Problems to work on
**a.** Name every ingredient that the vape juice thread says traditionally goes into vape juice.
**b.** Transcribe the vape juice thread word for word, from "implying anyone on" to "a girlfriend (lol)".

Source document

*** Begin section ***

Good intentions, implementation, and results here, but seriously folks, think VERY carefully about what you're doing when you tamper with something someone's putting in their body.
implying anyone on 4chan gives a shit about consent
this made me really uncomfortable too, also its extremely fake, you can't 'take apart' a vape juice bottle (theyre a single piece of plastic), and no one on 4chan has a girlfriend (lol)
You can take apart juice bottles.
The least realistic part is that anon managed to get to and dilute every bottle their gf used.
Cause if they miss one, their gf is gonna have a serious shock.
That's a very good point. The fictitious gf is the one buying the bottles. So if they are used to 1% nicotine and pick up a regular strength one, they're going to use it, and immediately notice the difference...
I take apart mine every time I buy one. To add nicotine. Maybe there are different kinds of bottles? Iâve never seen one where the top is not detachable.
Totally wrong. Most juice comes in squeeze plastic bottles with a little nipple for filling a refillable vape.
When I was lowering my dose I bought 120ml of my favorite flavors and diluted it down with PG and VG off the shelf.
Traditionally it's really just PG (propylene glycol), VG (vegetable glycerin), flavor agents, and nicotine/nicotine salts. Nicotine itself you can buy in gallon form, suspended in PG or VG, at a dilution of 100mg/ml. Unsure on nicotine salts. But just reducing it with PG, VG, or both, is no less safe than the vape itself.

*** End section ***

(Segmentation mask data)
*** Begin section ***

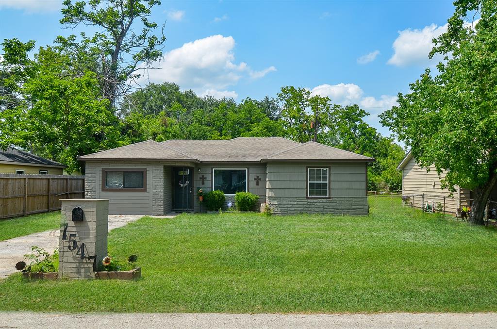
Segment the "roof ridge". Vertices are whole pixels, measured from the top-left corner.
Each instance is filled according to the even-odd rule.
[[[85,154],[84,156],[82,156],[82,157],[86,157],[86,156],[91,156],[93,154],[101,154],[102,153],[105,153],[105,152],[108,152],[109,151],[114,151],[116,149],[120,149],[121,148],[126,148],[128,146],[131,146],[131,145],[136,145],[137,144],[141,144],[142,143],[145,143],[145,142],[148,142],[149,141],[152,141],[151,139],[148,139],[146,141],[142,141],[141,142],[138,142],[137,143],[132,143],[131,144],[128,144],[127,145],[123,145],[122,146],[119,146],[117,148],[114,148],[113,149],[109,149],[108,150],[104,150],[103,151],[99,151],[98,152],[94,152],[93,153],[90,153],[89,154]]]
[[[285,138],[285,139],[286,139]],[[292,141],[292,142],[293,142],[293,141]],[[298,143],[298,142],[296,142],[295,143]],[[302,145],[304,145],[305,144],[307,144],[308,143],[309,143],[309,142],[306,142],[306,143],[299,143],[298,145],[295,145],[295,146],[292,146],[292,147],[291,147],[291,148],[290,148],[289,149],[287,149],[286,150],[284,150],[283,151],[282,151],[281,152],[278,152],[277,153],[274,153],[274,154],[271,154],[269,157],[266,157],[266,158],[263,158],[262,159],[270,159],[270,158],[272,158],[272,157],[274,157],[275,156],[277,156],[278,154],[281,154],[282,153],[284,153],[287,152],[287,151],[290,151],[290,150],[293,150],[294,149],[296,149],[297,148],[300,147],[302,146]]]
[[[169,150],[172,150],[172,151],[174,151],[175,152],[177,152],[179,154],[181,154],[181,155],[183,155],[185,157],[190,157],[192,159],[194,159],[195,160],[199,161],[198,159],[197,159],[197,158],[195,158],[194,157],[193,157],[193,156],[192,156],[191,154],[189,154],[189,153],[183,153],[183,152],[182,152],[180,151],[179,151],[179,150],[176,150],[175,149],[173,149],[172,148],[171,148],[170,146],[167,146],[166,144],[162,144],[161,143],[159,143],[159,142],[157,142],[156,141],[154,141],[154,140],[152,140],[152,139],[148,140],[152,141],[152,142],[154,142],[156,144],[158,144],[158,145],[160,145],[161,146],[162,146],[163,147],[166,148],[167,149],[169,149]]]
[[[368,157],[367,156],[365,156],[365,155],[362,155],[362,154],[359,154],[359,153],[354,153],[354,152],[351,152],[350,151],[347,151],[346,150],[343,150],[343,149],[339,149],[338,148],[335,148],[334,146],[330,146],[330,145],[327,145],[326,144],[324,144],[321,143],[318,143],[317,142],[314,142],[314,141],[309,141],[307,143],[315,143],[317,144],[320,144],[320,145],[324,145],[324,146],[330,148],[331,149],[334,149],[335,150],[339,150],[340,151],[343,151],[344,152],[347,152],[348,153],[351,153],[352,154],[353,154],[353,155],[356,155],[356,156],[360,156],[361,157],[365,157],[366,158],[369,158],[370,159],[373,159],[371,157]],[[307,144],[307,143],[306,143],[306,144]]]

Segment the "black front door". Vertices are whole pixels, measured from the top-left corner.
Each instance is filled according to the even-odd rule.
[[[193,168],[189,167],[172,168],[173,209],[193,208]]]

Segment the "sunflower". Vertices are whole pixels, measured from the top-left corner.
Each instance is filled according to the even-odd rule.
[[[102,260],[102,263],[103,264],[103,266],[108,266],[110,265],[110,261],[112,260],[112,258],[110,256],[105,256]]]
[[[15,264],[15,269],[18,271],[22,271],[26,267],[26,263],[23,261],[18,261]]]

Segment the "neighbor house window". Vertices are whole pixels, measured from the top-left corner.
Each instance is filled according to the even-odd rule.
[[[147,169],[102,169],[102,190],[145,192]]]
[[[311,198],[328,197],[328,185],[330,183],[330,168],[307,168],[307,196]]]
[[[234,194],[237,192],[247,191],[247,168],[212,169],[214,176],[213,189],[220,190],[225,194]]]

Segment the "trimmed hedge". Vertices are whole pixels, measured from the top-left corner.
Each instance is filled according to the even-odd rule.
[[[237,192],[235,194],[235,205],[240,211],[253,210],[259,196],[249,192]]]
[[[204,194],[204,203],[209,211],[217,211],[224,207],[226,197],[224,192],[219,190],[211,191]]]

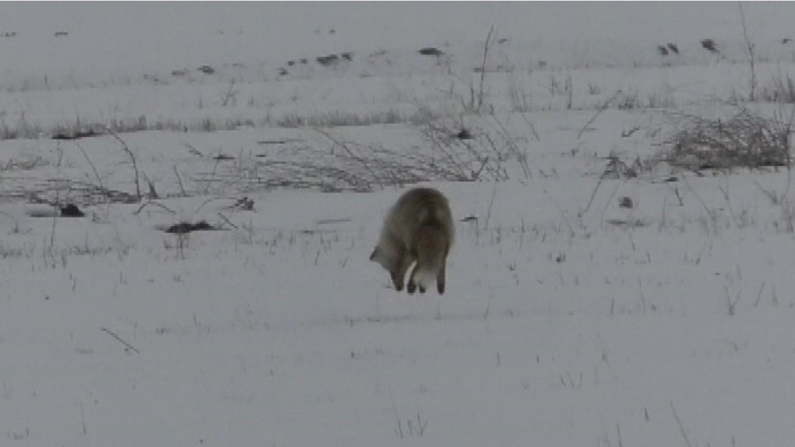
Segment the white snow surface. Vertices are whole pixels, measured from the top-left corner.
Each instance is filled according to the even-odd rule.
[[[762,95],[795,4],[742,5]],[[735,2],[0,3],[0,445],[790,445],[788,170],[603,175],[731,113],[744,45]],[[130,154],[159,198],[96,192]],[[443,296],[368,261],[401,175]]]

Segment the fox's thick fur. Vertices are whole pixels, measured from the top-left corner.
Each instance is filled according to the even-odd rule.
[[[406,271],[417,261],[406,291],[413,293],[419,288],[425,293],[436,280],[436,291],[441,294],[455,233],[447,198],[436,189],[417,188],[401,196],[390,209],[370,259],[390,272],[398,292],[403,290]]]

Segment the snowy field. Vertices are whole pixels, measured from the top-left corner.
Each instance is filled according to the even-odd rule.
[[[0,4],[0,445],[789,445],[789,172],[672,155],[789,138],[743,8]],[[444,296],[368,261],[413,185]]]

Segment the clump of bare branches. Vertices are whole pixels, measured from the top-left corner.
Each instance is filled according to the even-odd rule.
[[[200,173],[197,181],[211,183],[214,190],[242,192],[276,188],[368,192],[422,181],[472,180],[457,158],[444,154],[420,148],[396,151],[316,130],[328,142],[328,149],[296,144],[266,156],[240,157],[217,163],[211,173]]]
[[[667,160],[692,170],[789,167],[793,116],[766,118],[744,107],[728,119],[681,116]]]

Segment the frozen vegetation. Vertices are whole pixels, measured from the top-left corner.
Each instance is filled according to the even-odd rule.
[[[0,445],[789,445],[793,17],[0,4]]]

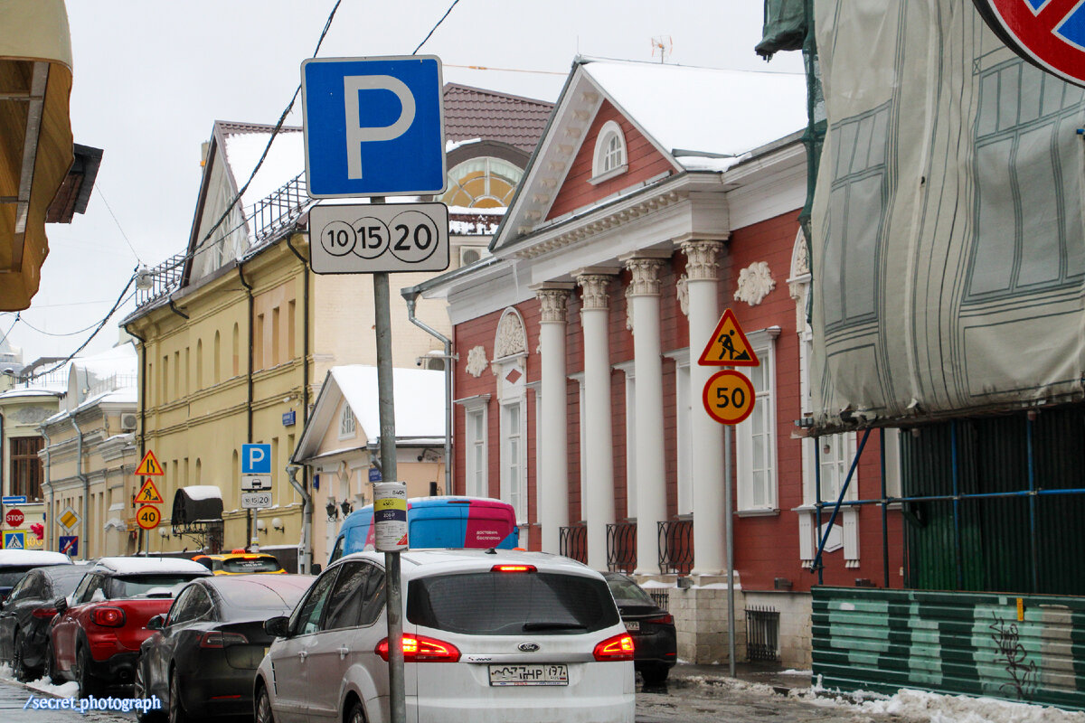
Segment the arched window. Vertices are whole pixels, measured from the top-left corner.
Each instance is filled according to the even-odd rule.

*** End section ***

Problem solutions
**a.**
- PG (propylene glycol)
- VG (vegetable glycerin)
- Flavor agents
- Nicotine/nicotine salts

**b.**
implying anyone on 4chan gives a shit about consent
this made me really uncomfortable too, also its extremely fake, you can't 'take apart' a vape juice bottle (theyre a single piece of plastic), and no one on 4chan has a girlfriend (lol)